◆ HOW TO COMPLETE THIS TASK: All pictures are to be dropped, and the remaining data set down exactly.

◆ PROVIDED ENTRIES:
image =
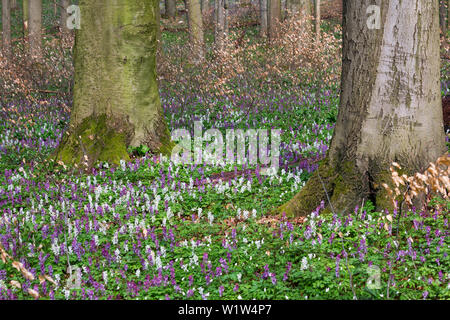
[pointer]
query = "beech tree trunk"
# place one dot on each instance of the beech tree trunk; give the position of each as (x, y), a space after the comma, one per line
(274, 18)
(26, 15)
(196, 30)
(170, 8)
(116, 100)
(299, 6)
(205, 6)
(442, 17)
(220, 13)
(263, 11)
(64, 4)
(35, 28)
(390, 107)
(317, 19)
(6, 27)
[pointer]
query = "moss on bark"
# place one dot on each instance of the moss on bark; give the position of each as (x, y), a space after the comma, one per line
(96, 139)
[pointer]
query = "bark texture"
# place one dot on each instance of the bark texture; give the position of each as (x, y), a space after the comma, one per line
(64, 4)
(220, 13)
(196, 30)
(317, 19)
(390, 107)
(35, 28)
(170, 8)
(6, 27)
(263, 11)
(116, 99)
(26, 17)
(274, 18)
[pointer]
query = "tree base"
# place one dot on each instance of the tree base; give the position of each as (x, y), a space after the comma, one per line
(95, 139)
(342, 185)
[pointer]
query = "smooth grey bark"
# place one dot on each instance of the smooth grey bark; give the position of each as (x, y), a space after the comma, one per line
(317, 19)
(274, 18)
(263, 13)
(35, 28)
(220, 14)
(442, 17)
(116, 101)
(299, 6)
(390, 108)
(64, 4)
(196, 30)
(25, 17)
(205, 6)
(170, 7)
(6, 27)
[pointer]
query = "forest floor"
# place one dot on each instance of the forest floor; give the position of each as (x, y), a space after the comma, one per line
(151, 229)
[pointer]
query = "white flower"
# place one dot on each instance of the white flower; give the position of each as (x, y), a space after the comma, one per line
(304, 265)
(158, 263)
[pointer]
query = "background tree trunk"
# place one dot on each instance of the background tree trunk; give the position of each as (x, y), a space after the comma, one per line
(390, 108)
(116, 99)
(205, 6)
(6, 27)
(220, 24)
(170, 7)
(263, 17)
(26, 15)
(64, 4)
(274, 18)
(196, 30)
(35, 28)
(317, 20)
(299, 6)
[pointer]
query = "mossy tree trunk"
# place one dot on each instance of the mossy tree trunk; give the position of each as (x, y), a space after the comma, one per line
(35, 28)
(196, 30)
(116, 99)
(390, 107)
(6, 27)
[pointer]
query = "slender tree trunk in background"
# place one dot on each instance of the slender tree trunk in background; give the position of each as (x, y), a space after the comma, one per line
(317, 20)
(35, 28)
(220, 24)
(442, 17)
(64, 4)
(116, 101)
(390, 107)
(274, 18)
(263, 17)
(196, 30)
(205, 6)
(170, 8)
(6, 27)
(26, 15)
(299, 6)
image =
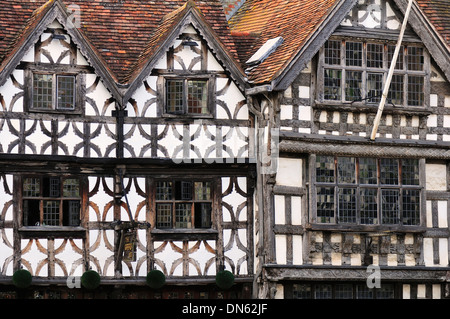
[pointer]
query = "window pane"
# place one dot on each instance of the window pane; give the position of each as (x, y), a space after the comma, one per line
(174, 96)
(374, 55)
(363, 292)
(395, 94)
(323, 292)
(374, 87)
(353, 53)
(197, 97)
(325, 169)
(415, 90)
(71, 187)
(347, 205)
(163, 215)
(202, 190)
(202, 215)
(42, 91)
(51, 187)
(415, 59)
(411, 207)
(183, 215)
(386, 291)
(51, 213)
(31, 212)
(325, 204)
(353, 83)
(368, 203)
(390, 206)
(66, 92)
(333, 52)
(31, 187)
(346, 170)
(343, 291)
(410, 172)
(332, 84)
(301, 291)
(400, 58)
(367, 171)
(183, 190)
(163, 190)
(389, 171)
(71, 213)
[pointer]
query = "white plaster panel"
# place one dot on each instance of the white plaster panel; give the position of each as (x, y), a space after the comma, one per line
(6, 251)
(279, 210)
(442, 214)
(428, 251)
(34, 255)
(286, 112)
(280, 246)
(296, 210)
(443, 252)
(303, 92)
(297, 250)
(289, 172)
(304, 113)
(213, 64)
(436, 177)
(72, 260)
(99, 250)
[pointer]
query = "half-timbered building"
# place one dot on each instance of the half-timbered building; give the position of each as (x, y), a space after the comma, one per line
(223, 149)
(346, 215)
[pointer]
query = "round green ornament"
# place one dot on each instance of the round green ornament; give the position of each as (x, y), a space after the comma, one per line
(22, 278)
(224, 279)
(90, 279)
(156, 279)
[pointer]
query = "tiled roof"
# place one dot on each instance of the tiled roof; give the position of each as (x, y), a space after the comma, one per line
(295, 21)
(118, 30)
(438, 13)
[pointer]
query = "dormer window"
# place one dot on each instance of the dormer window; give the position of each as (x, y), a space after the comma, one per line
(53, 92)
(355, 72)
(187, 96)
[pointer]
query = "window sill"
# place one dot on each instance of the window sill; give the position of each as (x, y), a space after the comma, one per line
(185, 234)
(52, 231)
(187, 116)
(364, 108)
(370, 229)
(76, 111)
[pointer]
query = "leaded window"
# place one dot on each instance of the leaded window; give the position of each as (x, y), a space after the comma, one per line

◆ RESULT OF THIS EXERCISE:
image =
[pointer]
query = "beech tree trunk"
# place one dot on each instance of the beech tree trunk; give the position of each as (x, y), a space after the comma, one per line
(274, 18)
(26, 15)
(196, 30)
(170, 8)
(116, 100)
(299, 6)
(205, 6)
(442, 17)
(220, 13)
(263, 11)
(64, 4)
(35, 28)
(390, 107)
(317, 19)
(6, 27)
[pointer]
query = "moss on bark"
# place one dot on each instance of the moss on bark; give the position of each as (x, y), a space after the comma, one per line
(96, 139)
[pointer]
query = "bark texture"
# place one dot on each instance of the bark texture; give the position of each as (x, y), a space after the comma, one per line
(64, 4)
(220, 13)
(196, 30)
(317, 19)
(390, 107)
(35, 28)
(170, 8)
(6, 27)
(263, 11)
(116, 99)
(26, 17)
(274, 18)
[pointer]
query = "tree base"
# place one dot on each instance of the tree base; give the position of each as (x, y), a space after the comma, one per line
(95, 139)
(342, 185)
[pointer]
query = "smooth grey bark"
# place one dot on each instance of the smooth grey bark; give the position of each as (x, y), a space after the comma, one per line
(317, 19)
(274, 18)
(263, 13)
(35, 28)
(220, 14)
(442, 17)
(116, 101)
(299, 6)
(390, 108)
(64, 4)
(196, 30)
(25, 17)
(205, 6)
(170, 7)
(6, 27)
[pointer]
query = "forest floor"
# place one dot on each instance of the forest floor; give the position of each as (x, y), a space after the comma, one per line
(151, 229)
[pointer]
query = "white flower"
# place one dot on each instance of the white flower; give the position of each as (x, y), a space after the comma, one per line
(304, 265)
(158, 263)
[pointer]
query = "background tree trunk"
# place one dot on each instance of the background tree trunk; give the position of each as (x, y), a space after the comma, one per line
(390, 108)
(116, 99)
(205, 6)
(6, 27)
(220, 24)
(170, 7)
(263, 17)
(26, 15)
(64, 4)
(274, 18)
(196, 30)
(35, 28)
(317, 20)
(299, 6)
[pointer]
query = "mossy tree trunk"
# place one dot on each instance of the mossy tree trunk; give the position of each as (x, y), a space after the comma, one per line
(35, 28)
(196, 30)
(116, 99)
(390, 107)
(6, 27)
[pointer]
query = "slender tree trunk in background"
# place one dot on each instance of the slender tree trunk in background; give the position of each as (x, y), a space after the comma, one per line
(317, 20)
(35, 28)
(220, 24)
(442, 17)
(64, 4)
(116, 101)
(390, 107)
(274, 18)
(263, 17)
(196, 30)
(205, 6)
(170, 8)
(6, 27)
(26, 15)
(299, 6)
image =
[pointer]
query = "window pane"
# place one dot on each instance of the window pane; give the position of each as (x, y), a space after the comma, one per line
(174, 96)
(374, 55)
(363, 292)
(395, 94)
(323, 292)
(374, 87)
(353, 53)
(197, 97)
(325, 169)
(415, 90)
(71, 187)
(347, 205)
(163, 215)
(202, 190)
(202, 215)
(42, 91)
(51, 187)
(415, 59)
(411, 207)
(183, 215)
(386, 291)
(51, 213)
(31, 212)
(325, 204)
(353, 83)
(368, 203)
(390, 206)
(66, 92)
(333, 52)
(31, 187)
(346, 170)
(343, 291)
(410, 172)
(332, 84)
(301, 291)
(400, 58)
(367, 171)
(183, 190)
(163, 190)
(389, 171)
(71, 213)
[pointer]
query = "white plaster panel"
# place one dot on each instance of the white plaster panel; give the position of each as (x, y), a space after the comma, one per line
(6, 251)
(279, 210)
(442, 214)
(428, 251)
(34, 255)
(286, 112)
(280, 246)
(296, 210)
(443, 252)
(303, 92)
(297, 250)
(289, 172)
(304, 113)
(213, 64)
(436, 177)
(72, 260)
(99, 250)
[pointer]
query = "half-timbered building"
# place one dot on each instance of the half-timbered building; give the position of each as (x, y), a space after the comma, one per line
(223, 149)
(346, 215)
[pointer]
query = "round green ornament"
# place one dot on each instance of the round green ornament; give the position of each as (x, y), a space after the comma, one per line
(22, 278)
(224, 279)
(90, 279)
(156, 279)
[pointer]
query = "tiled roof"
# place one dot on each instance of the tiled roof; give the position of each as (x, y), a space after the comma, one per line
(295, 21)
(118, 30)
(438, 13)
[pointer]
query = "dormer window"
# place one dot on each instance of the dormer window; give the position of each as (x, y), a space after the comma, one per line
(53, 92)
(355, 72)
(187, 96)
[pointer]
query = "window sill"
# place one dot on each instance of the window sill; give the position of each as (x, y), a space after the comma, one per line
(185, 234)
(52, 231)
(187, 116)
(364, 108)
(370, 229)
(76, 111)
[pointer]
query = "leaded window"
# place one dot on each instance of the leaded window; give the position of each as (x, y), a space after the comma, one per line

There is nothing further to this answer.